Document
· · · ·
ECLI:NL:RBDHA:2016:4838

Rechtbank Den Haag

Datum uitspraak
30 maart 2016
Publicatiedatum
3 mei 2016
Zaaknummer
AMS 16/4588
Instantie
Rechtbank Den Haag
Type
Uitspraak
Rechtsgebied
Bestuursrecht
Procedures
  • Eerste aanleg - enkelvoudig
Vindplaatsen
  • Rechtspraak.nl
AI samenvatting door LexboostAutomatisch gegenereerd

Oplegging van vrijheidsontnemende maatregel en motiveringsgebrek in bestuursrechtelijke procedure

In deze zaak heeft de Rechtbank Den Haag op 30 maart 2016 uitspraak gedaan in een bestuursrechtelijke procedure betreffende de oplegging van een vrijheidsontnemende maatregel aan eiser, een Iraakse nationaliteit hebbende man, geboren in 1953. De rechtbank oordeelde dat verweerder, de staatssecretaris van Veiligheid en Justitie, in het besluit tot oplegging van de maatregel onvoldoende rekening heeft gehouden met de medische omstandigheden van eiser. Eiser had beroep ingesteld tegen het besluit van 7 maart 2016, waarin hem de vrijheidsontnemende maatregel was opgelegd. De rechtbank stelde vast dat er geen schending van het verdedigingsbeginsel was, maar dat er wel sprake was van een motiveringsgebrek. Dit betekende dat verweerder niet kon volstaan met een beroep op eerdere jurisprudentie om het gebrek te herstellen.
· · · ·
Schriftelijke opdracht
Vertaal alsjeblieft deze zin uit de uitspraak naar het Engels: "Eiser had beroep ingesteld tegen het besluit van 7 maart 2016, waarin hem de vrijheidsontnemende maatregel was opgelegd."

(Items voor grenslabeling)
· · · ·
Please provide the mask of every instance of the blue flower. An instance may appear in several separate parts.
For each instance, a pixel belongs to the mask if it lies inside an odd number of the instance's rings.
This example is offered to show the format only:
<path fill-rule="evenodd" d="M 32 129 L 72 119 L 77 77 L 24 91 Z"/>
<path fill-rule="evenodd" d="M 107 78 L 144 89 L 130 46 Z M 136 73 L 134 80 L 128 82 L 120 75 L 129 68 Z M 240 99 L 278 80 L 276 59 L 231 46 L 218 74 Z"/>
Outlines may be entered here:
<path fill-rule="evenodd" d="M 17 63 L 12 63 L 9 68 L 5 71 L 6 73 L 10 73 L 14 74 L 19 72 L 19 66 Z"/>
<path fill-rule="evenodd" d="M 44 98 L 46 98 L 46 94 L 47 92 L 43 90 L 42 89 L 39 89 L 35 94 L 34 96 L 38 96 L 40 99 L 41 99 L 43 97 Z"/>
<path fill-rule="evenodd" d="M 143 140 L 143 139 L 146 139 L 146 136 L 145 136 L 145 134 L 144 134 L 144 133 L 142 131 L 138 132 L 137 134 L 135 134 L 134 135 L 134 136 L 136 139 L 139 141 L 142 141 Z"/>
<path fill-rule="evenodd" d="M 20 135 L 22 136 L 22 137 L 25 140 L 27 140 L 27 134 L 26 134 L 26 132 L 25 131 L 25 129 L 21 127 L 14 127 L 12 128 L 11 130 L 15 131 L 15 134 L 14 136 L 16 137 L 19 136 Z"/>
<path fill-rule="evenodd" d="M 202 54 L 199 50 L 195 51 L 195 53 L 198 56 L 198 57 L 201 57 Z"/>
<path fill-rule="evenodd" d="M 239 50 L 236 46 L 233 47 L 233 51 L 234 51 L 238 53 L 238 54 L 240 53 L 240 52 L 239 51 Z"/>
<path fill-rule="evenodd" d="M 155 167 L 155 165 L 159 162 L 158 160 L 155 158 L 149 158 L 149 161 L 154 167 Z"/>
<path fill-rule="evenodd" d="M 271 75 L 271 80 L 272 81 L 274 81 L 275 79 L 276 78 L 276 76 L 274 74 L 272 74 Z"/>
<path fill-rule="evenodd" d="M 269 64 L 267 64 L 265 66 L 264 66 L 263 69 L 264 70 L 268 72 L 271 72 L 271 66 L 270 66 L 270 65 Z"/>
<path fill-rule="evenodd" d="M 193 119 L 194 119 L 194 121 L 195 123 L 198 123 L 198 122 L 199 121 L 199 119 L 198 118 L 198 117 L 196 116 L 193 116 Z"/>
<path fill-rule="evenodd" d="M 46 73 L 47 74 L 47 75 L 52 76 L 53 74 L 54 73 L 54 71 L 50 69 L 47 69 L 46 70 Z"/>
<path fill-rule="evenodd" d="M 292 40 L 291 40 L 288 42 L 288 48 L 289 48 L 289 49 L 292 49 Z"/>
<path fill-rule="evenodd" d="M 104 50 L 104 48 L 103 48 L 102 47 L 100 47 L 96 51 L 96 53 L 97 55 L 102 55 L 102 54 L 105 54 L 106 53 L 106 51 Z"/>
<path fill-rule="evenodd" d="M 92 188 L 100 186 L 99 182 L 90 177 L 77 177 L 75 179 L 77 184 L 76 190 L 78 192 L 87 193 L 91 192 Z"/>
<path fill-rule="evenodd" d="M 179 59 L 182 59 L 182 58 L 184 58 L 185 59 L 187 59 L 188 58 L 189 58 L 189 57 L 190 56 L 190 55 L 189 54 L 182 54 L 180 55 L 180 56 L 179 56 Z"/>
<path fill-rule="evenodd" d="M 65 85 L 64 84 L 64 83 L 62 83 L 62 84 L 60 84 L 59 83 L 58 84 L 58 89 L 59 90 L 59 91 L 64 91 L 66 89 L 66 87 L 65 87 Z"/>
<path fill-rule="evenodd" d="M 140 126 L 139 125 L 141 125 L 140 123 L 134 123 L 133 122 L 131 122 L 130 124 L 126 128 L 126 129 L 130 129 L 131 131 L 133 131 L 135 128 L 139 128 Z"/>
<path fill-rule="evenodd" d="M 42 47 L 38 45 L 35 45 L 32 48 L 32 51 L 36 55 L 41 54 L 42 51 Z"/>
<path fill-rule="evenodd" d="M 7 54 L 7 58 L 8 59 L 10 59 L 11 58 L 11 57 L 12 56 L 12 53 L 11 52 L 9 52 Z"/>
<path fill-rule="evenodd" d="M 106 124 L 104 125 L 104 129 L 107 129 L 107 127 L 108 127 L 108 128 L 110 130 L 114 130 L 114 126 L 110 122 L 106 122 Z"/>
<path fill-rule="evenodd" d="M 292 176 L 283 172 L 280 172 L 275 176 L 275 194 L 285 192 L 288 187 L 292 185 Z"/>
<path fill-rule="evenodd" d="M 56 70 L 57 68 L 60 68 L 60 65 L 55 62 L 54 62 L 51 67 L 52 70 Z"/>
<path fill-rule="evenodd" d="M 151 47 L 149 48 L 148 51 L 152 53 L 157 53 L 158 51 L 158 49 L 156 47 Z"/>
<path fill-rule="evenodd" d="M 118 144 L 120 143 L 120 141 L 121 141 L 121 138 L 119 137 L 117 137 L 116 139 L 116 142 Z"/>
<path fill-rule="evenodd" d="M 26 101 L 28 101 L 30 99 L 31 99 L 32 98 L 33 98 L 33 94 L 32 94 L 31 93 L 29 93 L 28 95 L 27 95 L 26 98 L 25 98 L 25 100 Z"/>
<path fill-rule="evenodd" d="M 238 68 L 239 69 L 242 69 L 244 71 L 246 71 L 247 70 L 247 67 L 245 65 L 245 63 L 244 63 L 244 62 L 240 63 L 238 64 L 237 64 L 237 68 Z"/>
· · · ·
Antwoord opdracht
The claimant had lodged an appeal against the decision of 7 March 2016, by which the measure depriving him of his liberty had been imposed on him.